Reproduce all of the data below word for word, leaving out the pictures.

Records provided:
.....

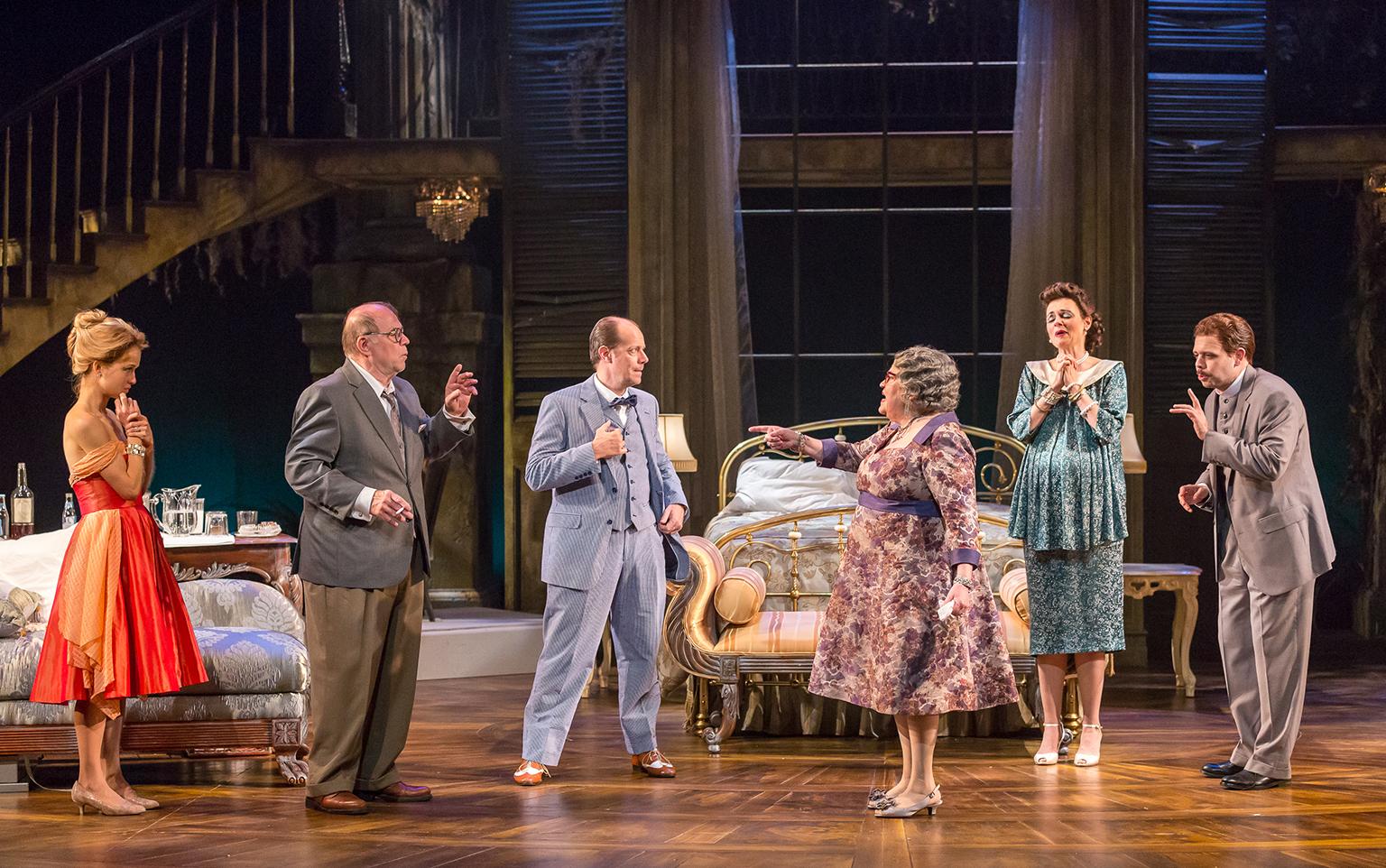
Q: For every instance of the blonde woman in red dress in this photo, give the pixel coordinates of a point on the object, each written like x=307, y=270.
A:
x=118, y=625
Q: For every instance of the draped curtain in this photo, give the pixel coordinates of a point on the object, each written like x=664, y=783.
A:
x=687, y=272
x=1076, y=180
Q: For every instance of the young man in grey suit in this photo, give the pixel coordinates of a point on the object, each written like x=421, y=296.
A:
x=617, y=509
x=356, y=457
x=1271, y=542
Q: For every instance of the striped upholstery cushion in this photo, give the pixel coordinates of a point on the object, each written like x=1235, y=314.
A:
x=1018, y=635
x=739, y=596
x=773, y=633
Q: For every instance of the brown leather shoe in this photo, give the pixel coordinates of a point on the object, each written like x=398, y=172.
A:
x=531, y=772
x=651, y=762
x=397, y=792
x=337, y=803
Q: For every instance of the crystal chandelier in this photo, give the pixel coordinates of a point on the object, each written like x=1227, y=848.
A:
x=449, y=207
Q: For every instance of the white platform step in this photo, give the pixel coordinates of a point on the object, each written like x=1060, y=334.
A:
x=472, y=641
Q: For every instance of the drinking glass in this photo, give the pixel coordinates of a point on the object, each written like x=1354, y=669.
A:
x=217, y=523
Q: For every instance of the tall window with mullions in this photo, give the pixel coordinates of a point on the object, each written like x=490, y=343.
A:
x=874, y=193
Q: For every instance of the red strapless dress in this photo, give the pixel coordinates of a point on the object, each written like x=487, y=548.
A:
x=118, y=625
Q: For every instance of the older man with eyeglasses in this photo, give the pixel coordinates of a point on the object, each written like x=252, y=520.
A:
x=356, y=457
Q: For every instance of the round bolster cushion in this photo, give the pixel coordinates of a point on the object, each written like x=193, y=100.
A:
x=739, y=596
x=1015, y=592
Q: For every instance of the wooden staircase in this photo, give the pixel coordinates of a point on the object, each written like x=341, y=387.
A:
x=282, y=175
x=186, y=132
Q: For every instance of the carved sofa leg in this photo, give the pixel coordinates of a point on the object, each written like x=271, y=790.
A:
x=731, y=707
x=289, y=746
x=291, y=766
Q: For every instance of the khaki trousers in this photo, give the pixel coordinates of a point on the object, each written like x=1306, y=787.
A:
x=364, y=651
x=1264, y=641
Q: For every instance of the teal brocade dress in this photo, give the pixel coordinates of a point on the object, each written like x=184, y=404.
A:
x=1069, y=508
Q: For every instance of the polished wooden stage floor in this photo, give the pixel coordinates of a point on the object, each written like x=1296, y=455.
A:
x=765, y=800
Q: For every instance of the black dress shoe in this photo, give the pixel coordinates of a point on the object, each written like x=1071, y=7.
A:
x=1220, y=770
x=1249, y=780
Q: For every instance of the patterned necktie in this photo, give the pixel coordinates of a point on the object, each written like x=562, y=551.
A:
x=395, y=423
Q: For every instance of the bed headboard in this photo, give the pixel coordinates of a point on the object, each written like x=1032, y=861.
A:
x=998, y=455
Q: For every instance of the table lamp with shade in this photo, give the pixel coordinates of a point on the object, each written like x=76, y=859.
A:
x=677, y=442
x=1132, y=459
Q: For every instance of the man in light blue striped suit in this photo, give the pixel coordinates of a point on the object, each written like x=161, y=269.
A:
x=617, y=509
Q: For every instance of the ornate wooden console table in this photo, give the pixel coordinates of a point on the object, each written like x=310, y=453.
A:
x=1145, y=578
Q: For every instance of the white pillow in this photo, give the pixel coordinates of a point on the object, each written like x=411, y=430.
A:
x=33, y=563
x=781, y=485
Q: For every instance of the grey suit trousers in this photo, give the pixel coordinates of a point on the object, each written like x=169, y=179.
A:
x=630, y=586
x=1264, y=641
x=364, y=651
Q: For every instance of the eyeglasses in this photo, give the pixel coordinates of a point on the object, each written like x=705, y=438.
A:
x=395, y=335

.....

Solution for this problem:
Q: For every instance of the blonde woman in red dress in this photo, give the pixel coordinates of a point on the object, each written like x=307, y=270.
A:
x=118, y=625
Q: For every instance of the draped curtain in this photo, give the pixel coordinates of a point on the object, each written like x=664, y=783.
A:
x=687, y=272
x=1076, y=180
Q: For every instance of the young man in grey suit in this photo, give the pixel coordinates of a point on the object, each written like x=421, y=296.
A:
x=617, y=509
x=356, y=457
x=1271, y=542
Q: For every instance of the striped upholstery cushion in this photo, give the pixel coordinates of a point on the object, each written like x=1235, y=314.
A:
x=1018, y=635
x=739, y=596
x=773, y=633
Q: For every instance of the brown leather shoe in this photo, give the pixel coordinates of a point on the object, each written like x=398, y=172.
A:
x=531, y=772
x=651, y=762
x=397, y=792
x=337, y=803
Q: For every instance of the crystal chandelier in this photo, give the pixel coordinates of a point on the object, each written like x=1227, y=848.
A:
x=449, y=207
Q: For every instance of the white platform step in this photo, give the pixel coordinates of a point on the object, each written like x=1060, y=334.
A:
x=472, y=641
Q: For every instance of the drinking glass in this photo, give the pixel coordinates of a point on the object, each written like x=1354, y=669.
A:
x=217, y=523
Q: For every instance of the tall window with mullions in this photo, give the pixel coordinates of a point on the object, each written like x=490, y=343.
A:
x=874, y=193
Q: For every instance of the red strapless dress in this photo, give the pixel coordinates of a point on the object, each written like x=487, y=548.
A:
x=118, y=625
Q: For every instance of the older man with eyeglasses in this photo, give the pixel coordinates of a point on the object, each written like x=252, y=520.
A:
x=356, y=457
Q: For every instance of the round bolster cushion in this photo, give the pixel coordinates of a point on the object, each written like x=193, y=100.
A:
x=739, y=596
x=1015, y=592
Q: For every instance of the wooden staircase in this photo, give the pixel coordinates of a point on the object, each written like x=341, y=387.
A:
x=282, y=175
x=186, y=132
Q: For every instance of the carved sofa leg in this photo, give the pixel coordinates of a point on the object, each written like x=271, y=790.
A:
x=731, y=707
x=289, y=746
x=291, y=766
Q: For every instance of the khaki trousers in this photo, give the pixel coordinates of a point on the object, each written like x=1306, y=787.
A:
x=364, y=651
x=1264, y=641
Q: For every instance of the teal brocade dress in this photo, give the pixel coordinates of a point on the object, each written like x=184, y=404.
A:
x=1069, y=508
Q: For every instance of the polished wooden stage floor in this photo, give the pixel coordinates of a point on the object, each written like x=1296, y=455.
A:
x=765, y=800
Q: For every instance of the black dress shoe in this photo, give the pixel coordinates of a point on the object, each written like x=1071, y=7.
A:
x=1220, y=770
x=1249, y=780
Q: For every instance of the patterned necktie in this photo, give the pixel coordinates of a point on the object, each written like x=562, y=551.
A:
x=395, y=423
Q: For every instance of the bed headboard in this photo, give the pixel coordinates of a point on the object, each written like x=1032, y=861.
A:
x=998, y=455
Q: For every instance of the table lamp with shade in this photo, give the pixel coordinates of a point on the object, each written like x=76, y=859.
A:
x=677, y=442
x=1132, y=459
Q: For every instance of the man in light blue striped suit in this photo, give the pixel coordinates of a point on the object, each written like x=161, y=269.
A:
x=617, y=509
Q: For every instance of the ornate wooden console table in this photo, give the pixel coordinates of a point on the object, each written like x=310, y=453.
A:
x=1145, y=578
Q: For every instance of the white pillow in this photo, give the pixel coordinates of a point on the object, each written like x=411, y=430.
A:
x=33, y=563
x=781, y=485
Q: For every instance of the grey suit trousers in this photo, give the pixel coordinates of a point on the object, each written like x=169, y=179.
A:
x=630, y=586
x=1264, y=641
x=364, y=651
Q: For every instance of the eyeglasses in this photo, give the pixel coordinates of a point on the object, each written like x=705, y=438.
A:
x=395, y=335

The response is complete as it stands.